= WHAT THE TASK REQUIRES =
Output every entry exactly as given.

= ITEMS =
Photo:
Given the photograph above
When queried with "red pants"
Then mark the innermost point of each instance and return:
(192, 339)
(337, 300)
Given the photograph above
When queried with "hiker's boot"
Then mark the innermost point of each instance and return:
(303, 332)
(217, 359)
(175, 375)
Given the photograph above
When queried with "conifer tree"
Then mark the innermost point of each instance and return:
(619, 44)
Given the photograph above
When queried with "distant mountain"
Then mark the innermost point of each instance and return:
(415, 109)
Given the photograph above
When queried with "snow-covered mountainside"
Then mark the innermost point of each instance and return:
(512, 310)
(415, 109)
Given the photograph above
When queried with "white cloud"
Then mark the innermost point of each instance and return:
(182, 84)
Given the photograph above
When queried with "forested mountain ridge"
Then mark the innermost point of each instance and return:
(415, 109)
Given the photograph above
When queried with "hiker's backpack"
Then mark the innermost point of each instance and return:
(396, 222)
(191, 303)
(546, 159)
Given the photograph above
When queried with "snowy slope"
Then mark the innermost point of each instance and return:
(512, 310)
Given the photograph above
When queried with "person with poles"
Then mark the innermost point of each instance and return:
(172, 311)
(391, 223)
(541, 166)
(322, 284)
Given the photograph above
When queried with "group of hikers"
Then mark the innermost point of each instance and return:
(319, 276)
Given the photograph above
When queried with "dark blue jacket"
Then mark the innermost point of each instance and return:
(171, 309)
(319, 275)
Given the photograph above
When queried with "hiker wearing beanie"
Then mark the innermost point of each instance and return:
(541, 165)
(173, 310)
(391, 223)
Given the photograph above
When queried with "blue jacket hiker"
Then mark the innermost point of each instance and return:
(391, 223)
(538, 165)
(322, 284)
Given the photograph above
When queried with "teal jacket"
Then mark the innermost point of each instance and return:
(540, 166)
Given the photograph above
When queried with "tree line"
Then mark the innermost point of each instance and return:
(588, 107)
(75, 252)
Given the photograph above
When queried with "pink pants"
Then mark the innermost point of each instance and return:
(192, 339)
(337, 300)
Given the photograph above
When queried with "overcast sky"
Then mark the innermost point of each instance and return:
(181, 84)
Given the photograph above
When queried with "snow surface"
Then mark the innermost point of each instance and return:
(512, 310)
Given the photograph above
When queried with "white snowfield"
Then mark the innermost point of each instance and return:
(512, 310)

= RESPONSE =
Photo:
Given the photograph above
When queried with "red pants"
Then mark the innermost point of each instance and return:
(192, 339)
(337, 300)
Given the photograph above
When queried with "hiker's boot"
Then mark the innermost point of each instance and return:
(303, 332)
(217, 359)
(175, 375)
Given the photograph above
When queried with "conifer tree"
Then mark the innermost point of each instance and return:
(619, 44)
Given the photograph above
When queried with "distant mountain"
Then mark the innermost point of each instance and return:
(415, 109)
Given the photograph above
When queried with "snow-covered mountainside"
Then mark the innermost point of each instance and return:
(512, 310)
(415, 109)
Given the photograph above
When queried with "white cloud"
Then mark the innermost point of each instance and return:
(182, 84)
Given the photograph above
When queried with "forested mountain ridge"
Then mark the innermost point of each instance and return:
(415, 109)
Given the photograph above
When queried with "hiker's backpack"
Then mark the innermost point of each instance and return:
(396, 222)
(191, 303)
(546, 159)
Given the photograph above
When queried with "snowy slope"
Then mark the innermost point of each instance and return:
(512, 310)
Given the photograph above
When queried with "person with poles"
Then mark the innermost point of each instance and return:
(172, 311)
(391, 223)
(541, 166)
(322, 284)
Given the photograph above
When queried with "group of hikers"
Then mark the innermost point of each instance and return:
(319, 276)
Given the photograph above
When queried with "dark blue jacket"
Then mark the innermost point of each instance and return:
(171, 309)
(319, 275)
Given the photograph above
When queried with "hiker wearing beanie"
Then mark the innermost point of each instance and return:
(541, 165)
(173, 310)
(391, 223)
Given the photograph above
When queried with "blue jacket hiker"
Then mark the innermost point of each instance and return:
(391, 223)
(538, 165)
(322, 284)
Given the photograph above
When queried with "teal jacket"
Then mark the innermost point of each instance and return:
(540, 166)
Given the photograph above
When queried with "tree line"
Then mark the innermost point of each instance and return:
(588, 107)
(75, 252)
Given the photograph above
When queried with "pink pants"
Then mark the innermost point of each instance and return:
(192, 339)
(337, 300)
Given the photograph above
When queried with "overcast sky"
Then mark the innermost point of each instance and return:
(181, 84)
Given the photograph above
When queried with "snow surface"
Then mark the innermost point of each instance and return:
(512, 310)
Given the photograph above
When queried with "white snowfield"
Then mark the innermost point of each instance and return:
(512, 310)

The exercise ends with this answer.